• [GOAL] Treat the line containing "Where can the wood plank" as the first line and the final line of the material below as the last; reproduce that range exactly.

-- start of PROVIDED ENTRIES --

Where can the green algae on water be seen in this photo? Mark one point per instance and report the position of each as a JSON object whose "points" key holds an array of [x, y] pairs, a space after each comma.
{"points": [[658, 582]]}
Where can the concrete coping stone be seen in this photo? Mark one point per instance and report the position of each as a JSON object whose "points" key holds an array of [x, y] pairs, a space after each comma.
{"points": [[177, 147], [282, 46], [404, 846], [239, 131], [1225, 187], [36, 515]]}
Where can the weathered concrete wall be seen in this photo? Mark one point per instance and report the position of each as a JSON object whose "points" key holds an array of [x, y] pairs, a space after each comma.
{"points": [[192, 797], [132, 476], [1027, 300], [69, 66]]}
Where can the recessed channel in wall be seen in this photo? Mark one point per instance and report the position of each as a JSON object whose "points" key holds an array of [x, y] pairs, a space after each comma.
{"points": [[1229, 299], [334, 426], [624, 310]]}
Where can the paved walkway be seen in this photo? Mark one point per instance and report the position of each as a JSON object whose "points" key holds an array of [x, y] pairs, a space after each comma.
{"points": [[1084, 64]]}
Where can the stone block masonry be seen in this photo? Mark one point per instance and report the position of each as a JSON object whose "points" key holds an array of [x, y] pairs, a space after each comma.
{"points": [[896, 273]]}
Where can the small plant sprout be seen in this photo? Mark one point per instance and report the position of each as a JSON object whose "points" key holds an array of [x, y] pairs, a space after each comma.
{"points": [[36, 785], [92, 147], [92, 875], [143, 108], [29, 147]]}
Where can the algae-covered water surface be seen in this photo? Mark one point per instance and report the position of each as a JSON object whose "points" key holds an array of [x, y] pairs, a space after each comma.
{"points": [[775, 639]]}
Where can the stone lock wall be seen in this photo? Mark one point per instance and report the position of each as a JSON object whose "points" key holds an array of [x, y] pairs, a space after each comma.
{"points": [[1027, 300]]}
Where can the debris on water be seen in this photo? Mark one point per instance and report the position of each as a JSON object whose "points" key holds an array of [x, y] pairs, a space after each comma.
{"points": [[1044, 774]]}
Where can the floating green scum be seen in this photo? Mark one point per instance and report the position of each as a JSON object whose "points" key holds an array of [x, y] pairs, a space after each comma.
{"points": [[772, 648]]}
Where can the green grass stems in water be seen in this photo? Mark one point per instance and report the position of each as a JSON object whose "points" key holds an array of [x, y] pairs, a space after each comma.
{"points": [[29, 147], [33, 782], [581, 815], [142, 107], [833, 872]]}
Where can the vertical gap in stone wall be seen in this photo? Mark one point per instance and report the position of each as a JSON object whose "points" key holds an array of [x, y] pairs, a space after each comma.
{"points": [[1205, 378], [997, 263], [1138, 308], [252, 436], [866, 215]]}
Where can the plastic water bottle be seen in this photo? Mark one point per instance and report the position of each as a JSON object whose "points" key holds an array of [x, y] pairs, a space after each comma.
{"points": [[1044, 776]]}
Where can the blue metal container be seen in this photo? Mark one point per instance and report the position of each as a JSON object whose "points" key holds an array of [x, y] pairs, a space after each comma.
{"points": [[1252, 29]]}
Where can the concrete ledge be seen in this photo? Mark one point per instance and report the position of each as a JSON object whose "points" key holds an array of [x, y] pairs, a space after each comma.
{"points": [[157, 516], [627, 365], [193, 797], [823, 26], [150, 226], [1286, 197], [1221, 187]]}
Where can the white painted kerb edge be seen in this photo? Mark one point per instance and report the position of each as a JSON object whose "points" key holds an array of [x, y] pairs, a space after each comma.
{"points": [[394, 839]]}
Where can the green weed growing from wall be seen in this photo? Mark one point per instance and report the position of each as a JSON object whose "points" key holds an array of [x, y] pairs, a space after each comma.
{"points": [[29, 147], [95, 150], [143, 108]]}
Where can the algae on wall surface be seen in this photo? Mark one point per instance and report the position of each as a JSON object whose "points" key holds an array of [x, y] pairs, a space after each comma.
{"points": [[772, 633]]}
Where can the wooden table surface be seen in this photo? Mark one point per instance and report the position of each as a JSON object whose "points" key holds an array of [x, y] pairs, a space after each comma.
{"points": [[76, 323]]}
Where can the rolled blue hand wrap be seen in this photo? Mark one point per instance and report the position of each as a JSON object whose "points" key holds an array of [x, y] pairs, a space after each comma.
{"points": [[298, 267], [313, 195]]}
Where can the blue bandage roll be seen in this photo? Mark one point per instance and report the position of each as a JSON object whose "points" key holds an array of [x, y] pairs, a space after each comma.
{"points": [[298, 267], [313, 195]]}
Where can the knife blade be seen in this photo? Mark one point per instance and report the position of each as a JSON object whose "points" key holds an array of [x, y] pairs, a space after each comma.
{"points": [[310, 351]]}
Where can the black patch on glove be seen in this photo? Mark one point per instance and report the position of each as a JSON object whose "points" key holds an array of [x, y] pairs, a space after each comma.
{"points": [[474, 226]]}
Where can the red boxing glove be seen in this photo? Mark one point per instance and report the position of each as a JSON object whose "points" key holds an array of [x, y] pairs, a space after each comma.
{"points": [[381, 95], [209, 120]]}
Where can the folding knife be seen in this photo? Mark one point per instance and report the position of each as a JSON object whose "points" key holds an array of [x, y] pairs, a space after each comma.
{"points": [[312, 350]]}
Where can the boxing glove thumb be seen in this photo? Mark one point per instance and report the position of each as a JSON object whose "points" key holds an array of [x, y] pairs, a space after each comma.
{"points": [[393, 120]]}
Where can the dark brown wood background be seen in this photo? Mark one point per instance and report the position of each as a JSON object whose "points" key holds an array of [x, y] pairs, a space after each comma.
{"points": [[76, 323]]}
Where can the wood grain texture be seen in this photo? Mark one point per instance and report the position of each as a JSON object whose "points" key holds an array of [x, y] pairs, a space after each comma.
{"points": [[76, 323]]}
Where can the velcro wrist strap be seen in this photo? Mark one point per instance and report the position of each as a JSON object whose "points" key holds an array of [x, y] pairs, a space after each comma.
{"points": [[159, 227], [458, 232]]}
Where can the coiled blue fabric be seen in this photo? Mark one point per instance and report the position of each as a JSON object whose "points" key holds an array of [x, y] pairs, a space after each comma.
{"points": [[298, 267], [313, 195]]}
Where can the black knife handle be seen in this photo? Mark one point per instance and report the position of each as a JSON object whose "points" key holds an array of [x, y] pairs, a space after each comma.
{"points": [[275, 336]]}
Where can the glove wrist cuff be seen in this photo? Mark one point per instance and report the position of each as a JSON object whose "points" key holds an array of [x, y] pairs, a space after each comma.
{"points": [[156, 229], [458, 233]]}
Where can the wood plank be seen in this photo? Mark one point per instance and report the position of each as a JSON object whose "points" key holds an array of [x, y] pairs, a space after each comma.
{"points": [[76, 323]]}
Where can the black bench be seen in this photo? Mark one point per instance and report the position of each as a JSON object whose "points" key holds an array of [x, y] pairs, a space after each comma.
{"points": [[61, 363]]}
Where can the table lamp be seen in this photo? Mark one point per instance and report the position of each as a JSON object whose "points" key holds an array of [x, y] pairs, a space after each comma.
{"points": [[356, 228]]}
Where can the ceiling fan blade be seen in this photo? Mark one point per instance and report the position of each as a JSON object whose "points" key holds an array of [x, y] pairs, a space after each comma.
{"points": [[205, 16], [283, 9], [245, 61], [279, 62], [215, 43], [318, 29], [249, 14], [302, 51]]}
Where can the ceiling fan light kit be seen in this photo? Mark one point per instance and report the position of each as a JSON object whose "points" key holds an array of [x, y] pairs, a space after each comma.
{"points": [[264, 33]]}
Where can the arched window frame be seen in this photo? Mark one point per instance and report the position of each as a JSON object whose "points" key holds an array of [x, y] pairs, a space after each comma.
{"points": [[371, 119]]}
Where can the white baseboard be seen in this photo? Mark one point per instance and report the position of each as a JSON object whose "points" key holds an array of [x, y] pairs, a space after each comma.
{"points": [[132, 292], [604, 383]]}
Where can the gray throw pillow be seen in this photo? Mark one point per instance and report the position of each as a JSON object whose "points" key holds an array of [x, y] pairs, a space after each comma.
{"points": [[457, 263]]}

-- end of PROVIDED ENTRIES --

• [PROBLEM SOLUTION]
Where can the wood plank be seen in this photo? Mark one point per instance and report the position of each as a JSON object whose "points" key holds an array of [x, y] pairs, a space after each comma.
{"points": [[76, 323]]}
Where can the black bench be seen in this photo? Mark one point per instance and report the position of each as a JSON object whose "points" key holds an array of [x, y] pairs, a space after each comma.
{"points": [[61, 363]]}
Where can the table lamp be seen in this photo? Mark one point per instance and report the position of each as a JSON object whose "points" key holds an array of [x, y] pairs, a space after each comma.
{"points": [[356, 228]]}
Where can the ceiling fan blade be seen in this photo? Mark one point per instance and report the position of each as a JSON object whose "points" key holds an array of [x, y] pairs, a space after each comma.
{"points": [[205, 16], [283, 9], [245, 61], [279, 62], [215, 43], [318, 29], [249, 14], [302, 51]]}
Where can the ceiling fan light kit be seen in this photo? Mark one point per instance and report the position of each as a JSON object whose "points" key holds an array of [x, y] pairs, a space after each comma.
{"points": [[264, 33]]}
Where can the arched window frame be seen in this photo? Mark one point per instance and report the position of each as a JSON object whose "points" key holds an array of [x, y] pairs, a space after each comma.
{"points": [[371, 119]]}
Where can the white baseboard be seen in this photo? Mark one point per instance and report the position of each as a JSON object whose "points" key holds an array of [x, y] pairs, a space after each comma.
{"points": [[132, 292], [604, 383]]}
Where can the gray throw pillow be seen in this photo? Mark one point per instance and report the position of each as a JSON object whose "points" key holds an array of [x, y] pairs, a space after each comma.
{"points": [[457, 263]]}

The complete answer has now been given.